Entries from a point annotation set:
--- begin ---

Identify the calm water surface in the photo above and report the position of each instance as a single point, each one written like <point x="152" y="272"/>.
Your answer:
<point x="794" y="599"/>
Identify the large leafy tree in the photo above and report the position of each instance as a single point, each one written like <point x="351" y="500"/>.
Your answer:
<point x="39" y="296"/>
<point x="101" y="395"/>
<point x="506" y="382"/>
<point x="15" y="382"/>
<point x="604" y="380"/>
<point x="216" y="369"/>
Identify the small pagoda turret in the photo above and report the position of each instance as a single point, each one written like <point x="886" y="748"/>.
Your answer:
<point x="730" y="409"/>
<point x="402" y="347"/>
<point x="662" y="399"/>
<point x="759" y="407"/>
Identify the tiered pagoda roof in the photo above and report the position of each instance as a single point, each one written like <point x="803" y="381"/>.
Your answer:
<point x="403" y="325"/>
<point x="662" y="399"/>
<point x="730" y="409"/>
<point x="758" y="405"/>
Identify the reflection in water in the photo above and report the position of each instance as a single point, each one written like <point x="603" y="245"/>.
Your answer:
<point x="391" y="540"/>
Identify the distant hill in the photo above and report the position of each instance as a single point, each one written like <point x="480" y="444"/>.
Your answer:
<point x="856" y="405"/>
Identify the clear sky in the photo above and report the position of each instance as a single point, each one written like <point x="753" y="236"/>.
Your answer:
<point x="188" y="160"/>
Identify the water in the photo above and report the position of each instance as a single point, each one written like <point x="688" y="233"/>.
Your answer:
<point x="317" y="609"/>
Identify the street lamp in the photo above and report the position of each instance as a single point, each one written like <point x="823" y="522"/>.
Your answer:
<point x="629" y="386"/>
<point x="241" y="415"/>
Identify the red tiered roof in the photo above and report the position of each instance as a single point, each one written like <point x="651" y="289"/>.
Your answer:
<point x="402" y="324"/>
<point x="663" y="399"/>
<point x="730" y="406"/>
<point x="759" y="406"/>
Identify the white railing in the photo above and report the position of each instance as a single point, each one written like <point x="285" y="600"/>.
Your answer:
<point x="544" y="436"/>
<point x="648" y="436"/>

--- end ---

=== EXERCISE TASK ===
Update the material by replacing each "Identify" with "Locate" and leaving everything else unchanged.

=== WRITTEN ANSWER ===
Locate the calm water surface in the photo above and report the position of each instance as a single point, each one written like <point x="152" y="272"/>.
Your answer:
<point x="794" y="599"/>
Locate the large leafy tree in the photo above and report the position of each instance as a single point, each one written like <point x="351" y="500"/>.
Your answer:
<point x="39" y="296"/>
<point x="101" y="395"/>
<point x="506" y="382"/>
<point x="15" y="382"/>
<point x="604" y="380"/>
<point x="216" y="369"/>
Locate the small pagoda turret in the photo above and report the position of each instance as a single point, each one written like <point x="886" y="748"/>.
Your answer:
<point x="730" y="409"/>
<point x="402" y="347"/>
<point x="662" y="399"/>
<point x="759" y="407"/>
Locate the tiered pagoda roof in the photo above and report the position of each instance as a single point, each one written like <point x="803" y="381"/>.
Your answer:
<point x="403" y="325"/>
<point x="662" y="399"/>
<point x="730" y="409"/>
<point x="758" y="405"/>
Locate the reflection in water in the photo above and report the position of each instance as a single point, each one written like <point x="603" y="245"/>.
Your answer:
<point x="391" y="540"/>
Locate the distant hill in the photo above and report the position of each instance as a single point, each one written like <point x="480" y="444"/>.
Your answer:
<point x="856" y="405"/>
Locate the clear sky in the photo above and report the position of each instance as a single point, each one written like <point x="753" y="236"/>.
Your answer:
<point x="188" y="160"/>
Locate the water in the photo above and report the position of each instance as a single point, each one written like <point x="688" y="233"/>.
Your answer:
<point x="317" y="609"/>
Locate the street lamp in the photo above and report the position of each instance as a single point, each one written like <point x="823" y="522"/>.
Your answer:
<point x="629" y="386"/>
<point x="241" y="415"/>
Locate the red tiered roof in the photo above and report the position of each instance as a single point, each one written like <point x="651" y="289"/>.
Your answer:
<point x="402" y="324"/>
<point x="663" y="399"/>
<point x="730" y="406"/>
<point x="759" y="406"/>
Locate the white railing in the photo above and report the position of each instance as a single point, each one written like <point x="285" y="600"/>.
Your answer:
<point x="544" y="436"/>
<point x="648" y="436"/>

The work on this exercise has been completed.